**Stated problem:**
Reproduce the records from the line containing "board, outputting a bounding box per occurrence." through the line containing "[16,320,106,397]", substituting "trim board" for "fascia board" and leaving everything else unchanged.

[Annotated coordinate records]
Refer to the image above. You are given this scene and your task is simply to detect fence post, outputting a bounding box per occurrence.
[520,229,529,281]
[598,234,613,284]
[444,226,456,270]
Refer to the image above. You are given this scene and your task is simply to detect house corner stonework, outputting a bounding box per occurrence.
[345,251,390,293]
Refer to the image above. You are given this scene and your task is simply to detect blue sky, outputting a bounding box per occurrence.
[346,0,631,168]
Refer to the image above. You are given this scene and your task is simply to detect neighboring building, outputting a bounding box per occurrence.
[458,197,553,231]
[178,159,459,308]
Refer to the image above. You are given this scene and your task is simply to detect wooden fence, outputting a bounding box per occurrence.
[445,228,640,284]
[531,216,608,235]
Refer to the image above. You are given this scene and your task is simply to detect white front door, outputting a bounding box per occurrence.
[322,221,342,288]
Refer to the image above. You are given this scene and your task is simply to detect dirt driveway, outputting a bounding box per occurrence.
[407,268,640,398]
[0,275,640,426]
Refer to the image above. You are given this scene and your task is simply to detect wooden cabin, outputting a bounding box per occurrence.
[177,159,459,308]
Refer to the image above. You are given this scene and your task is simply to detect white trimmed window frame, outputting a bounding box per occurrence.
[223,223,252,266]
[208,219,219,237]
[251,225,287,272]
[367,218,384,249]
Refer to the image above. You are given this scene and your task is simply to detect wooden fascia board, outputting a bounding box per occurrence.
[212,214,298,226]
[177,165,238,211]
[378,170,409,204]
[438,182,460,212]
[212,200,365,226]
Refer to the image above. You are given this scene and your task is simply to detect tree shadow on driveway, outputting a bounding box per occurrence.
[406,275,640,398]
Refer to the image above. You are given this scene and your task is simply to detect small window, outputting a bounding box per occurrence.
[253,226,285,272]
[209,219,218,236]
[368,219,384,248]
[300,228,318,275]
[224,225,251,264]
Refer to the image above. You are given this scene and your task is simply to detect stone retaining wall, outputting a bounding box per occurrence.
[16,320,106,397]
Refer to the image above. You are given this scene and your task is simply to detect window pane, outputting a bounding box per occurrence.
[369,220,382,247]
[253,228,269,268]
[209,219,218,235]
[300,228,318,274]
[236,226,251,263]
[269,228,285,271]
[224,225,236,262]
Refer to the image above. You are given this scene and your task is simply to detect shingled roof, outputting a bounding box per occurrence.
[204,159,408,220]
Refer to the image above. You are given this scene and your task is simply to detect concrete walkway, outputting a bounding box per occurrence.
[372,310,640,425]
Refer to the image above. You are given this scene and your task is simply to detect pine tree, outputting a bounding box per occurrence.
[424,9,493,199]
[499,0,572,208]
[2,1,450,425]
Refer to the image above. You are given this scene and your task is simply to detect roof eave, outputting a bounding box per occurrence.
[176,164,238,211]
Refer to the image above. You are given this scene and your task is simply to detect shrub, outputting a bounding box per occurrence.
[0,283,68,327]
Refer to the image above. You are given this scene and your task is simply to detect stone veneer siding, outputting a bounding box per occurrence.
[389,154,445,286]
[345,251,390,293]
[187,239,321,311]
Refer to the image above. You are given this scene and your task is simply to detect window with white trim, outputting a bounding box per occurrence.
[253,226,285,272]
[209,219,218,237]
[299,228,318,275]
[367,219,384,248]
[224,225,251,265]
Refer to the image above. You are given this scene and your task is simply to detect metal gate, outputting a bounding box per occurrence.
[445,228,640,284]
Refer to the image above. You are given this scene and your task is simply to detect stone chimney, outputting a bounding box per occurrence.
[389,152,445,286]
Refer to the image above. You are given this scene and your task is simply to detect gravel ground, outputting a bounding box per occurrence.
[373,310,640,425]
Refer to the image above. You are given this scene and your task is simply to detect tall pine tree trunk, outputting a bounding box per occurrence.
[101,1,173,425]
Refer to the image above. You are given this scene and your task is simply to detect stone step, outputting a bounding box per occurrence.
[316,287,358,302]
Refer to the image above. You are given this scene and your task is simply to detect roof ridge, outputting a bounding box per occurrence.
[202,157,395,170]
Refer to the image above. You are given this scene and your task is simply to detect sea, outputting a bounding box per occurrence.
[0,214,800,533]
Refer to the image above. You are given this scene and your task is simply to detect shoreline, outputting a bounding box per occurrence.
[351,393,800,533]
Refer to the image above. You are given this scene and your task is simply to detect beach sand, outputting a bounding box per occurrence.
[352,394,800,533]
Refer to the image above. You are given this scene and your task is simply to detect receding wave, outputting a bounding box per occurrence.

**Solution:**
Refer to the image above. You are given this scene and your task is simply to detect wooden trim board, outputting a bounding box per occurrence.
[212,214,298,226]
[177,165,238,211]
[378,170,409,204]
[438,182,460,212]
[212,200,365,226]
Refer to the image above. You are given this scene and your task is simply to detect tree shadow on driveway, outputting a bounding box per occurrence.
[406,275,640,398]
Refer to the image above. You are given this scene and your task is simply to detect small window, outputting a bounding box per occurrence.
[253,226,285,272]
[209,219,218,236]
[368,219,384,248]
[300,228,318,275]
[224,225,251,264]
Refer to the image above. You are given this scene and your task is simply to detect stone retaining wall, outputting a bounding box per occurrence.
[16,320,106,397]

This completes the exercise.